■ Problems and tasks ■
[1] Answer these from the SHR parser script:
(a) For which years should the code work without modifications?
(b) Under what name should the tsv files be saved to the working directory?
(c) Which two packages does the script require?
[2] Carry on the SHR parser script, starting after its last line.

++++ Text passage

SHR_parser.R

# This code parses data from the FBI's Supplementary Homicide Reports for FiveThirtyEight's 
# "Gun Death in America" project.
# Data via the National Archive of Criminal Justice Data: https://www.icpsr.umich.edu/icpsrweb/content/NACJD/guides/ucr.html

# Questions/comments/corrections to ben.casselman@fivethirtyeight.com
# Thanks to Carl Bialik for his assistance wtih coding, debugging and analysis.

require(dplyr)
require(readr)

# Download data as zipped tsv files here: https://www.icpsr.umich.edu/icpsrweb/content/NACJD/guides/ucr.html
# Codebooks are included with downloads.
# The code below should work without modifications for the years 2006 to 2014. File layouts vary somewhat in earlier years,
# and code will need to be adjusted accordingly.
# This code will output a clean dataframe. Un-comment line near end of function to also save the data.

# Save tsv files to working directory as 'SHR_YEAR.tsv'

year <- 2010 # user entry

# Un-comment and run the line of code below AFTER generating the function below
# SHR_2010 <- SHR_parser(year) # or whatever you want to call your data frame

SHR_parser <- function(year) {
  
  # Columns don't read in right if you don't pre-assign column types.
  coltypes <- paste0("cicniiiiiicciiicicc", paste0(rep("c", times = 133), collapse = ""))
  
  filename <- paste0("SHR_", year, ".tsv") # Change this if you're using a different naming convention
  
  # Read in file as a tsv
  raw_file <- read_tsv(eval(filename), col_types = coltypes)
  
  # Assign names for JUST the incident section. The victim/offender sections will follow.

++++++++
++++ Records

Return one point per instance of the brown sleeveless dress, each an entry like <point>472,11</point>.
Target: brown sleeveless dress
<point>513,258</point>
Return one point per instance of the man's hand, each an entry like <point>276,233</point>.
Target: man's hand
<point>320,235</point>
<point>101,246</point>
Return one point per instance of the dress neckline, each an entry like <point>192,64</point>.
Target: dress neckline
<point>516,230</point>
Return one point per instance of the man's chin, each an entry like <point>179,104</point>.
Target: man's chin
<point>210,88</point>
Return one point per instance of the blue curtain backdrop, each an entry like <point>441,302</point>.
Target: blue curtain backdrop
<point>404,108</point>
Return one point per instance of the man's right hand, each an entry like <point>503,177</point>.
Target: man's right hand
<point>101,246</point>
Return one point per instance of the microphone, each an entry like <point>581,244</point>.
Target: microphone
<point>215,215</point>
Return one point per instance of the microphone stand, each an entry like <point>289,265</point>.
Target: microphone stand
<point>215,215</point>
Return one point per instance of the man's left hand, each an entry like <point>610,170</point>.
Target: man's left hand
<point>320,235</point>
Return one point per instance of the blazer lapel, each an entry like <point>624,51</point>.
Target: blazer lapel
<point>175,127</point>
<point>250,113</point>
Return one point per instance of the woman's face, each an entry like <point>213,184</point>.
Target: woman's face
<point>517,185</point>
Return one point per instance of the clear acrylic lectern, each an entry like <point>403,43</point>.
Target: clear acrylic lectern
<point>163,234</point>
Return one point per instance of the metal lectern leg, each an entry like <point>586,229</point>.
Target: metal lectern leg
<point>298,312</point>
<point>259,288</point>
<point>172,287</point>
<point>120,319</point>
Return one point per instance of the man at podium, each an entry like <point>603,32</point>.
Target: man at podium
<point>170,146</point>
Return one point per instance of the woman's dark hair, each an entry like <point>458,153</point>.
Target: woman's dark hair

++++++++

■ Outputs in order ■
[1]
(a) 2006 to 2014
(b) 'SHR_YEAR.tsv'
(c) dplyr and readr

[2]
  names(raw_file)[1:18] <- c("id_code", "state_code", "ORI_code", "group", "geo_division", "year", "pop", "county", 
                             "MSA", "MSA_indic", "agency_name", "state_name", "offense_month", "last_update", "action_type",
                             "offense_type", "incident_number", "situation")
  
  # Assign unique id to each incident so we can join them later.
  raw_file$unique_id <- 1:nrow(raw_file)
  
  # From here, we read each victim and offender individually. We preserve the
  # unique ids so we can join them up again when we want.
  
  # First split off the first victim
  working <- raw_file %>%
    select(1:18, 19:22, unique_id) %>%
    mutate(vic_off = "vic",
           vic_off_num = 1)
  names(working)[19:22] <- c("age", "sex", "race", "ethnicity")
  working$age[working$age == "00" | working$age == "0"] <- NA # We're coding children less than one year old as age "0"
  working$age[working$age == "NB" | working$age == "BB"] <- 0
  working$age <- as.numeric(working$age)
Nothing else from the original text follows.